▶ [TEXTAUSZUG]
Weniger Kinderkliniken
Regierung sieht für Kinder keine Gefahr der Unterversorgung
Die Zahl der Kinderkrankenhäuser und Fachabteilungen sinkt seit Jahren. Die Regierung hält trotzdem die flächendeckende stationäre Versorgung für gesichert.
Veröffentlicht:Berlin. Die Zahl der Kinderstationen ist in Deutschland zwischen 1991 und 2017 erheblich gesunken. Zählte das Statistische Bundesamt 1991 noch 539 Fachabteilungen für Kinder- und Jugendmedizin, waren es 2017 nur noch 444.
Im gleichen Zeitraum ging die Zahl der Betten auf diesen Stationen von 35.160 auf 20.331 zurück. Erhöht hat sich dagegen die Zahl der Intensivbetten von 2560 auf 2924.
Ebenfalls gestiegen sind die Behandlungsfälle, von knapp 1,05 Millionen auf über 1,2 Millionen. Das geht aus einer Antwort der Bundesregierung auf eine Anfrage der Grünen hervor.
Abgenommen hat auch die Zahl der examinierten Kinderkrankenpflegekräfte. Registrierte das Statistische Bundesamt 1996 noch knapp 42.000 Pflegekräfte waren es 2017 weniger als 38.000.
Da in dieser Zeit die Möglichkeiten zur Teilzeitarbeit gestiegen sein dürften und keine Vollzeitäquivalente erfasst werden, wird der Rückgang an Arbeitsstunden hier stärker ausfallen, als es die absoluten Zahlen ausdrücken.
Auslastung deutlich unter 70 Prozent
Doch trotz dieser Daten sieht die Bundesregierung keine Gefahr einer Unterversorgung für Kinder und Jugendliche. So weise das Statistische Bundesamt für 2017 insgesamt 18.591 Betten für Kinderheilkunde in 354 Fachabteilungen mit einer durchschnittlichen Auslastung von nur 66,4 Prozent aus sowie 1740 Betten für Kinderchirurgie in 90 Fachabteilungen mit einer Auslastung von 63,3 Prozent.
Zudem hätten 6311 Betten in 147 Fachabteilungen für Kinder- und Jugendpsychiatrie mit einer Auslastung von 91,7 Prozent zur Verfügung gestanden. Außerdem würde ein großer Teil der Erkrankungen von Kindern ambulant behandelt.

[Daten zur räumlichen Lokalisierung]
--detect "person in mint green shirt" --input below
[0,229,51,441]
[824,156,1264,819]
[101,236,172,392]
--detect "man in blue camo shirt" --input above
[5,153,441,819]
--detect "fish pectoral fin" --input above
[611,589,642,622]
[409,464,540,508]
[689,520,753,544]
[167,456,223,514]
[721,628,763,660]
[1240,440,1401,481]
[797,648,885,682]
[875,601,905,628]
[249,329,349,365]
...
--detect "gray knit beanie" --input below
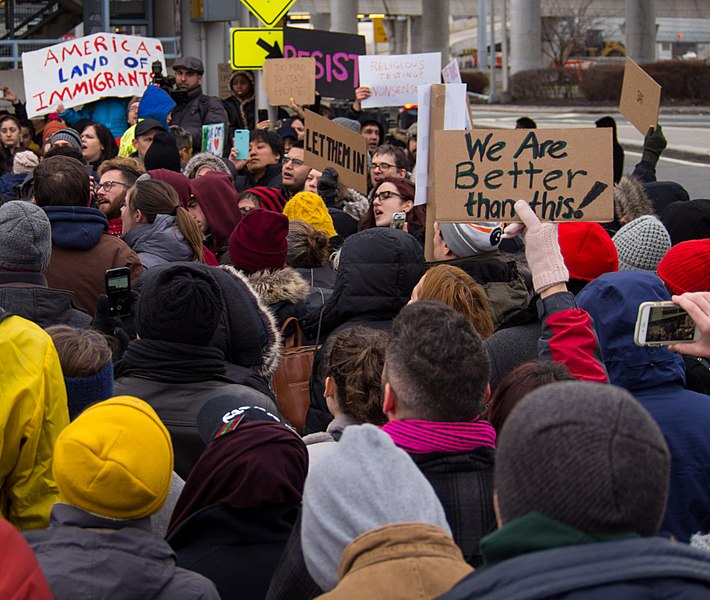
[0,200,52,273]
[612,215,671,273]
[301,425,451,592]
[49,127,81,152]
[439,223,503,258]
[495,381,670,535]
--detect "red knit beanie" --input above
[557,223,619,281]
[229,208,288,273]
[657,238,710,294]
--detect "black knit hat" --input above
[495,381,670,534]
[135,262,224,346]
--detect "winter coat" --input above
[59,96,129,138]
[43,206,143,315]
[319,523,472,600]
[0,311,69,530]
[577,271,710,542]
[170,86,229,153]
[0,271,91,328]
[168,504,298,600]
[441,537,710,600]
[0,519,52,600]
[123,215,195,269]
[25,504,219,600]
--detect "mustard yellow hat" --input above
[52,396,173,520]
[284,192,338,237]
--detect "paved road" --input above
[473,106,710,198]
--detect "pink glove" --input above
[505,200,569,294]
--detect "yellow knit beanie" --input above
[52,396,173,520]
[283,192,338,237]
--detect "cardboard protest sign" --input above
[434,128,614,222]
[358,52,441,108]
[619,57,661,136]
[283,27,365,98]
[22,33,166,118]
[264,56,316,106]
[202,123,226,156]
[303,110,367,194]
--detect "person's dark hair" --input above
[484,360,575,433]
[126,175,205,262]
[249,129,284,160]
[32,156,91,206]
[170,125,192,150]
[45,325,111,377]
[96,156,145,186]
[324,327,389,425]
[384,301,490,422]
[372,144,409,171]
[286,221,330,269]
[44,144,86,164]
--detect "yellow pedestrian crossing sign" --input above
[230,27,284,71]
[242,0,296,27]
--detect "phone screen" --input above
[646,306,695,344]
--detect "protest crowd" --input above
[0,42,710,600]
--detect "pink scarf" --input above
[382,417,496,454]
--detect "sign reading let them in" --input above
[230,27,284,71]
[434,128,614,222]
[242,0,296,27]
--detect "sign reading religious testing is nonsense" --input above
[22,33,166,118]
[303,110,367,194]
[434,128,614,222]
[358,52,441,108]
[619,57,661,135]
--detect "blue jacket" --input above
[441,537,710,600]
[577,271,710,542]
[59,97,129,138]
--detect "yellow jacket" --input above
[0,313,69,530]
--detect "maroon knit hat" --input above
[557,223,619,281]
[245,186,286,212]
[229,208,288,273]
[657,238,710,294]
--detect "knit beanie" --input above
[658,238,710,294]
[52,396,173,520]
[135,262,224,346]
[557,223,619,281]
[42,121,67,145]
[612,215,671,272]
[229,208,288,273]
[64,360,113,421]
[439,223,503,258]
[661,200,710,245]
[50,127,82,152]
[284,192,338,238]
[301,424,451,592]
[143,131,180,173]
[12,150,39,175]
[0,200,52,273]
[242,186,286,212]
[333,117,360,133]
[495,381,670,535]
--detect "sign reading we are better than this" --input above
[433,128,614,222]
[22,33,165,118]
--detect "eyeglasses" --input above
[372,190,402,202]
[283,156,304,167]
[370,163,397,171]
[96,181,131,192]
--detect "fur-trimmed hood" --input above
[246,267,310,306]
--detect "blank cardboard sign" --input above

▶ [AUFGABENSTELLUNG]
Beantworten Sie mithilfe des Artikels über Kinderkliniken die folgenden Fragen:
(a) Wie viele Fachabteilungen für Kinder- und Jugendmedizin zählte das Statistische Bundesamt 1991?
(b) Auf wessen Anfrage antwortete die Bundesregierung mit den genannten Zahlen?
(c) Welche durchschnittliche Auslastung hatten 2017 die Betten für Kinderchirurgie?

▶ [LÖSUNG]
(a) 539 Fachabteilungen
(b) Auf eine Anfrage der Grünen
(c) 63,3 Prozent